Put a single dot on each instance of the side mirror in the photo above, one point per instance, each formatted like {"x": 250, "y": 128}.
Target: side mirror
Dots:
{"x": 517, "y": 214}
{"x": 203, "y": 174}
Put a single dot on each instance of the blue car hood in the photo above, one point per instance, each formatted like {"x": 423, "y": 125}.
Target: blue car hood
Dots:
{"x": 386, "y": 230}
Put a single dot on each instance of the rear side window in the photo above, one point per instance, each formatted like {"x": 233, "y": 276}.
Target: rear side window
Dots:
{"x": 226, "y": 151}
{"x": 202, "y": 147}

### What needs to be done
Format the stretch of the material from the line containing "Put a single dot on each instance of the rear" through the end of the material as a numbered list, one line per item, with blank lines left out.

### Completed exercise
1. Put a single dot on each instance of the rear side window in the photo above, one point per instance, each formatted like {"x": 233, "y": 276}.
2. Target: rear side window
3. Dots:
4. {"x": 226, "y": 151}
5. {"x": 202, "y": 147}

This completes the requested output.